Dataset entries
-=-=-
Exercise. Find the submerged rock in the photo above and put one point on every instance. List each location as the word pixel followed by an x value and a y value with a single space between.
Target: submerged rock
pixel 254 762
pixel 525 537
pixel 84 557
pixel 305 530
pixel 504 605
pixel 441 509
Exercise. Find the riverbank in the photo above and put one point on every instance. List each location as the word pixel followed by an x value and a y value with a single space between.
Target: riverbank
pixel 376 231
-=-=-
While keeping every line the same, please copy out all the records.

Exercise. Find the submerged rock in the photo above and put one point on every instance. List each location as the word pixel followed by an x value and a y value with a single space between.
Target: submerged rock
pixel 254 762
pixel 525 537
pixel 84 557
pixel 305 530
pixel 504 605
pixel 441 509
Exercise. Find the riverbank in the photo above and put one point on every instance. List each location as the word pixel followed by an x value and a y value with a single space between.
Target: riverbank
pixel 376 231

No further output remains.